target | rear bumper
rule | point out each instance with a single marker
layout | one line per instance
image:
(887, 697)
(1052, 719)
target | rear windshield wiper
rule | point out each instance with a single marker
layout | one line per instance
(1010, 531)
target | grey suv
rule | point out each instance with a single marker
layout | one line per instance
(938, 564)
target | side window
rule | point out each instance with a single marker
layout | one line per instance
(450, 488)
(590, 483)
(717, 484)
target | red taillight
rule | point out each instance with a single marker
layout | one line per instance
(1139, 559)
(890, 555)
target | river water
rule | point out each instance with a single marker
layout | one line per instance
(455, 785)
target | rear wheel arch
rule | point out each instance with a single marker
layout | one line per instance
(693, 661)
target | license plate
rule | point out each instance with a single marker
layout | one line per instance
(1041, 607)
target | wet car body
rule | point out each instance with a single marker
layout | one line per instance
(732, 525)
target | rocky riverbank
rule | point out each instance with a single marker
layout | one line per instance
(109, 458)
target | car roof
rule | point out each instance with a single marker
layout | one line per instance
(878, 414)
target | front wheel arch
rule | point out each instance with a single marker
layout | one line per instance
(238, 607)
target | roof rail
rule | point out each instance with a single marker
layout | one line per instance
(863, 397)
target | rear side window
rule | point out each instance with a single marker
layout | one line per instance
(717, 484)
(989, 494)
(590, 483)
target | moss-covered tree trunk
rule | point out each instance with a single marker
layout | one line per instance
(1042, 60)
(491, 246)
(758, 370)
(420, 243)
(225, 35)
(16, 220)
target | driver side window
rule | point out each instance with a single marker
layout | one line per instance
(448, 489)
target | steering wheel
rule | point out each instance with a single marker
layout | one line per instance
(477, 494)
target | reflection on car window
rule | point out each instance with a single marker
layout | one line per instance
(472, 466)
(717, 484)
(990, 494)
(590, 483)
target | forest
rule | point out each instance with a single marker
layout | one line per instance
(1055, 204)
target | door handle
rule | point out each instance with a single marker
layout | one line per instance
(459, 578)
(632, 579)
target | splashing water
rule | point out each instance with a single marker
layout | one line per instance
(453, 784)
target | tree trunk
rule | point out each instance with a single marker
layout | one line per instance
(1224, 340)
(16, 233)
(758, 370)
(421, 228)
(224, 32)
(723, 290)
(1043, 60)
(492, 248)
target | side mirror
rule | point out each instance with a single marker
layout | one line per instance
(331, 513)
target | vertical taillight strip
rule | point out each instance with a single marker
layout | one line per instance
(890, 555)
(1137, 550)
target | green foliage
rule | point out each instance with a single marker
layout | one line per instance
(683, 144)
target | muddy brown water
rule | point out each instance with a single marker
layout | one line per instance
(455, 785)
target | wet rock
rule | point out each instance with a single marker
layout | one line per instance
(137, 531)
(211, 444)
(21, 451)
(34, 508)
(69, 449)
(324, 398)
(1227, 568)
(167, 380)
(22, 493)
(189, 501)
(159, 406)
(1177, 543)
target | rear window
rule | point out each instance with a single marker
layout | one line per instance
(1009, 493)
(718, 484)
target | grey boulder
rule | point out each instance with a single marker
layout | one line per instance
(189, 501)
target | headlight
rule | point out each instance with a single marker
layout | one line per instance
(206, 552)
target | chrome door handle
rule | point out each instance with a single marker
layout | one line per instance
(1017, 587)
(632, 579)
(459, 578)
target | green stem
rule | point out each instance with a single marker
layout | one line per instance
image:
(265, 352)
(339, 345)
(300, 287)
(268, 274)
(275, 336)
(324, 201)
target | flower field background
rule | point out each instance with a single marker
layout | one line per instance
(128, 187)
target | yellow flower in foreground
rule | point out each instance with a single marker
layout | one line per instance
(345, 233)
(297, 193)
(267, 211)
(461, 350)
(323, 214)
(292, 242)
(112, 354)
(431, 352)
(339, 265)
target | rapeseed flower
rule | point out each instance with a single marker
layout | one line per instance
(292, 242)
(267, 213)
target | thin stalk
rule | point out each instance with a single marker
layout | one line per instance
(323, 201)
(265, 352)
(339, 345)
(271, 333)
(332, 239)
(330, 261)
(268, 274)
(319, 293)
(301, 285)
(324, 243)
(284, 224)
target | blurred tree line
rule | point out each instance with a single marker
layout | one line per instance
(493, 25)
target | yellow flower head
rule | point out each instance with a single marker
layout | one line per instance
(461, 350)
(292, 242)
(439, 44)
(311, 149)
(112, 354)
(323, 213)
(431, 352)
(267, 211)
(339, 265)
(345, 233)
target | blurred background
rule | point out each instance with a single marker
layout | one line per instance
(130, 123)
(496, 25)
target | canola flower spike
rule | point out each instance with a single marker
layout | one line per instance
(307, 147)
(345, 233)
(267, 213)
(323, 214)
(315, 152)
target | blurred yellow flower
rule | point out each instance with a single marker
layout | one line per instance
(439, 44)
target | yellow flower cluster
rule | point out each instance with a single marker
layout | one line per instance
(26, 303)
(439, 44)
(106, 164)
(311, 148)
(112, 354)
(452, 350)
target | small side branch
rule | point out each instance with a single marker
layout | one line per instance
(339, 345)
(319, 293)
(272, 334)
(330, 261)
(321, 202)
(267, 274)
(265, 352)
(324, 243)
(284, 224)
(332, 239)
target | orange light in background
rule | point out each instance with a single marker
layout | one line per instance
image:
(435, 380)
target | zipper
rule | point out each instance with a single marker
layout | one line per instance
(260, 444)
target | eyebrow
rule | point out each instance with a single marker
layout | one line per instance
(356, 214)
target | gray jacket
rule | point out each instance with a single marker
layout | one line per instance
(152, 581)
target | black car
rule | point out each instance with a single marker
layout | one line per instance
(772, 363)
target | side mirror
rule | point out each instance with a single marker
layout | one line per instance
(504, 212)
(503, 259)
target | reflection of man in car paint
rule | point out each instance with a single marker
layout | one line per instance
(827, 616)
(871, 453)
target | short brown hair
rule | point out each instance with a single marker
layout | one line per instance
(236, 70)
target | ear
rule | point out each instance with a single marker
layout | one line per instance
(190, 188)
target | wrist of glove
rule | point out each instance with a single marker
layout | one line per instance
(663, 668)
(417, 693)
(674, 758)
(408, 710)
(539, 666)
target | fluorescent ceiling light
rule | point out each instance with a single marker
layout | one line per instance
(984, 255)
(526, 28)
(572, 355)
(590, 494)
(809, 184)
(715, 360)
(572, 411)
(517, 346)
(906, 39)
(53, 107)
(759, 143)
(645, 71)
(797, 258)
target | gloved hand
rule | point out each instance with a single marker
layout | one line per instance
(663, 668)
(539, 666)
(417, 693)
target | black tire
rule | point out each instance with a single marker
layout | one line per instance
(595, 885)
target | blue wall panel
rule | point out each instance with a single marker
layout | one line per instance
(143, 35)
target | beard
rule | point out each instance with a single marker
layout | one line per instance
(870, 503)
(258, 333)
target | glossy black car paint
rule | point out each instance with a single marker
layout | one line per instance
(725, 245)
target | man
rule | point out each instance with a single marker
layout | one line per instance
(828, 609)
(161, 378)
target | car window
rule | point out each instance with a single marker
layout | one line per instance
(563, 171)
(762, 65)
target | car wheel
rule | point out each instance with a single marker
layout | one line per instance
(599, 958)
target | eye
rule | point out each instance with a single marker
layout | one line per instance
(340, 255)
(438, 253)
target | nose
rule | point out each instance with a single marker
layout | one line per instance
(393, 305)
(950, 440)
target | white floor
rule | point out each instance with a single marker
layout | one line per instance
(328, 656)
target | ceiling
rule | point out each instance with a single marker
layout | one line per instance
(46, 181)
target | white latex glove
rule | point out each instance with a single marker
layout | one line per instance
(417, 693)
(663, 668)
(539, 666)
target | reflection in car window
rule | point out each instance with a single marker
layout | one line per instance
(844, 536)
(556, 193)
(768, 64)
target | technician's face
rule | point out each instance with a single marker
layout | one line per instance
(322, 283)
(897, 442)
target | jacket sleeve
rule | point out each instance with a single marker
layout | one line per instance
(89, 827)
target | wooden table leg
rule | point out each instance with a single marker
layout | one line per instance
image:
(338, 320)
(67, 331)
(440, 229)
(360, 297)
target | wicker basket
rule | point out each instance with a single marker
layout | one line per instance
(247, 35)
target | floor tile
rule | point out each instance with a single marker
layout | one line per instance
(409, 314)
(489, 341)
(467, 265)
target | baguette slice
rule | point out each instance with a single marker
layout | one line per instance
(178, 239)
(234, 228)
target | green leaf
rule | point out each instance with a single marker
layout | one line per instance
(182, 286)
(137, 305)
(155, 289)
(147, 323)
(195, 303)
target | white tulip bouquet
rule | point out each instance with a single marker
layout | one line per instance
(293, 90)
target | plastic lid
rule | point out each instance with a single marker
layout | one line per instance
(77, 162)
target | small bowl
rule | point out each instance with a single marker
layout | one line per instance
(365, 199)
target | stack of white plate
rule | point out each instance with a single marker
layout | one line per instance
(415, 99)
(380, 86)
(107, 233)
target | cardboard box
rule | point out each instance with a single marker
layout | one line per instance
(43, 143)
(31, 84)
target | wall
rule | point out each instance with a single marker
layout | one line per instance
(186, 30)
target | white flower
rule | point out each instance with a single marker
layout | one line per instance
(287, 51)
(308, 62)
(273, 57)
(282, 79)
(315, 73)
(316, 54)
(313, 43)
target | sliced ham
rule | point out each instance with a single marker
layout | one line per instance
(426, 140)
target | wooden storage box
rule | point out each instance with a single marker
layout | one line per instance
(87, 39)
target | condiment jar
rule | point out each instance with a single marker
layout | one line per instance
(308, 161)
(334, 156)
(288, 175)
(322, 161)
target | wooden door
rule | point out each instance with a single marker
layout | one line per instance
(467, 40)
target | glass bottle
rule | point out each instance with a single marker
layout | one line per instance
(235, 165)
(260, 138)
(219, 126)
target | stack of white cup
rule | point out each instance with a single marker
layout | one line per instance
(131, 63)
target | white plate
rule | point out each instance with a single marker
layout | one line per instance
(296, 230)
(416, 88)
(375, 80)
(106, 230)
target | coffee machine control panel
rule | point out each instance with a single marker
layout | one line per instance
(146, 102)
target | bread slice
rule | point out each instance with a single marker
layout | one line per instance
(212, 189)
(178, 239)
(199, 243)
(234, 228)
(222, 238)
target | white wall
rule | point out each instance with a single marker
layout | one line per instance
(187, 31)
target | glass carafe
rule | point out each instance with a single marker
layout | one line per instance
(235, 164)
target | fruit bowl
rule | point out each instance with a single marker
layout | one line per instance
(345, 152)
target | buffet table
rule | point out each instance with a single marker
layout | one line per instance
________________________________________
Prompt: Quote exactly and only the lines from the one holding "target | stack of white plate" through the end of the data.

Exercise response:
target | stack of white plate
rule | point out each instance with a single marker
layout | one line per instance
(415, 99)
(380, 86)
(107, 233)
target | cardboard box
rule | point out each instance with a single marker
layout | one line per instance
(43, 143)
(31, 84)
target | wall
rule | point out each instance with a single marker
layout | one line per instance
(186, 30)
target | white flower
rule | point out each instance with a single marker
layout | one line per instance
(287, 51)
(308, 62)
(273, 57)
(282, 79)
(315, 73)
(316, 54)
(313, 43)
target | sliced ham
rule | point out each instance with a single marker
layout | one line per instance
(426, 140)
target | wooden storage box
rule | point out each instance with a single marker
layout | one line per instance
(87, 39)
target | condiment jar
rule | point out each instance with a single marker
layout | one line per instance
(308, 161)
(334, 156)
(288, 175)
(322, 161)
target | wooden door
rule | point out each instance with a single marker
layout | one line per instance
(467, 40)
target | glass bottle
rule | point out each instance with a single marker
layout | one line per instance
(235, 165)
(260, 138)
(219, 126)
target | stack of white cup
rule | point out each instance with a single marker
layout | one line per instance
(131, 63)
target | white plate
rule | point out each instance with a single marker
layout | one line per instance
(296, 230)
(416, 88)
(375, 80)
(106, 230)
target | coffee machine control panel
rule | point out each instance with a single marker
layout | one line per instance
(146, 102)
target | bread slice
rule | point out each instance with a single marker
layout | one line per instance
(212, 189)
(178, 239)
(199, 243)
(234, 228)
(222, 238)
target | white wall
rule | point out each instance with a single marker
layout | one line per instance
(187, 31)
target | glass carafe
rule | point out each instance with a single marker
layout | one line per instance
(235, 164)
target | fruit bowl
rule | point out each instance with a single marker
layout | one line per instance
(345, 152)
target | buffet table
rule | point out each instance with a single marker
layout | one line per instance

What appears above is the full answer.